● Задачи:
**1.** Чьё влияние на формирование вкуса Сергея текст о великом князе Сергее Александровиче называет несомненным?
**2.** Выпишите все годы, которые упомянуты в тексте о великом князе Сергее Александровиче.
**3.** Перепишите фрагмент текста о великом князе Сергее Александровиче, начиная со слов "Он и сам устраивал" и продолжая до слов "И. С. Тургенев.", и замените в нём "эстетическим вкусом" на "художественным чутьём".

Великий Князь Сергей Александрович. 1870 г.
Он и сам устраивал выставки, прибегая за помощью к авторитетам. В 1889 г., готовя выставку старинных русских портретов, он обращался за советом к А. Б. Лобанову-Ростовскому, неприязнь к которому, однако, не помешала.
Рисунок Великого Князя Сергея Александровича. 1875 г.
Постепенно формируется его тонкий вкус: влияние матери императрицы Марии здесь несомненно. По мнению М. Палеолога, у Сергея: «была довольно сильная художественная восприимчивость»[5].
А запросы росли. Выставки в Академии художеств перестали нравиться: «Очень плохо»[6], — отозвался Сергей об одной из них, и это вызвано его эстетическим вкусом, который разделяли видные представители интеллигенции. «Противной брюлловщиной»[7] называл картины «академиков» И. С. Тургенев.
Великий Князь Сергей Александрович. 1877 г.
Интересы Сергея влияли на его супругу Елизавету. Художественная коллекция мужа много значила для неё. Восхищаясь ею, вдохновлённая красотой дворцово-парковых ансамблей, Елизавета берётся за кисти, создаёт картину за картиной. Яркие образы России слагаются в её сердце, и оно не оскудевает в желании творить. За работой Елизаветы следит Сергей.

(Размеченные контуры областей)
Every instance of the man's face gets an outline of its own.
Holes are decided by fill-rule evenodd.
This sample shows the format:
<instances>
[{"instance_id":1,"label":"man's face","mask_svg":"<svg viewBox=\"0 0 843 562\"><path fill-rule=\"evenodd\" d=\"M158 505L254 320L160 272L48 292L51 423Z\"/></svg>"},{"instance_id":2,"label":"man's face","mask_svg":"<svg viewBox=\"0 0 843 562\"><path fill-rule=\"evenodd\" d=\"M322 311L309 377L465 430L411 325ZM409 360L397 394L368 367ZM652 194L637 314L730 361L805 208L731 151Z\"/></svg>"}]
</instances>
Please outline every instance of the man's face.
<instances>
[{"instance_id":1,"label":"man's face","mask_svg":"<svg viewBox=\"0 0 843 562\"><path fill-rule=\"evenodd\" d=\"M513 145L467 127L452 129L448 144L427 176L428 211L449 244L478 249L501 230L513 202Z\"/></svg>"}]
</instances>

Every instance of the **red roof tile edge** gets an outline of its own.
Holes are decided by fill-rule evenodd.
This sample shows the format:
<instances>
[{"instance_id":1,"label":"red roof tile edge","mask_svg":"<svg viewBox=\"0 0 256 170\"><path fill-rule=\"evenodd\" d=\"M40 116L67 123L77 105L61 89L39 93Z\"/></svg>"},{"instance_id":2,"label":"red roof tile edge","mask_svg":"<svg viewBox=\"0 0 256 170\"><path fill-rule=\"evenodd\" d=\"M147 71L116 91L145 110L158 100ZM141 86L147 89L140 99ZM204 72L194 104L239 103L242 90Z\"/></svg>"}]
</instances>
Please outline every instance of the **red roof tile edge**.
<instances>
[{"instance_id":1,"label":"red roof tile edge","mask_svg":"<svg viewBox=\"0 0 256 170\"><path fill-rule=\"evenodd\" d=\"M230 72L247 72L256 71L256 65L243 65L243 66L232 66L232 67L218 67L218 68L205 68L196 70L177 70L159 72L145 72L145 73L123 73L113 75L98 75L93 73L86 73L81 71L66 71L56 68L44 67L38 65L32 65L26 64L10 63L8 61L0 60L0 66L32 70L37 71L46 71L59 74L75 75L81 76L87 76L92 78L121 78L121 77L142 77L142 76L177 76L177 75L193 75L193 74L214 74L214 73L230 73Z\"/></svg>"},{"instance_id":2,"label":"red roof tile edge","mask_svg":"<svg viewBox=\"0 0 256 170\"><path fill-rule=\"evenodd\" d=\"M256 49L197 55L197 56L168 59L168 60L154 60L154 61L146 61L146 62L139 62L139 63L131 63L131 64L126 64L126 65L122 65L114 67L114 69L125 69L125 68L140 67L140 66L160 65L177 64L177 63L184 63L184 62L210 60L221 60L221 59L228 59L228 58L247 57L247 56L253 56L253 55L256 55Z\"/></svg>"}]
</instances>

● Письменные ответы:
**1.** Влияние его матери, императрицы Марии.

**2.** 1870, 1889, 1875, 1877

**3.**
Он и сам устраивал выставки, прибегая за помощью к авторитетам. В 1889 г., готовя выставку старинных русских портретов, он обращался за советом к А. Б. Лобанову-Ростовскому, неприязнь к которому, однако, не помешала.
Рисунок Великого Князя Сергея Александровича. 1875 г.
Постепенно формируется его тонкий вкус: влияние матери императрицы Марии здесь несомненно. По мнению М. Палеолога, у Сергея: «была довольно сильная художественная восприимчивость»[5].
А запросы росли. Выставки в Академии художеств перестали нравиться: «Очень плохо»[6], — отозвался Сергей об одной из них, и это вызвано его художественным чутьём, который разделяли видные представители интеллигенции. «Противной брюлловщиной»[7] называл картины «академиков» И. С. Тургенев.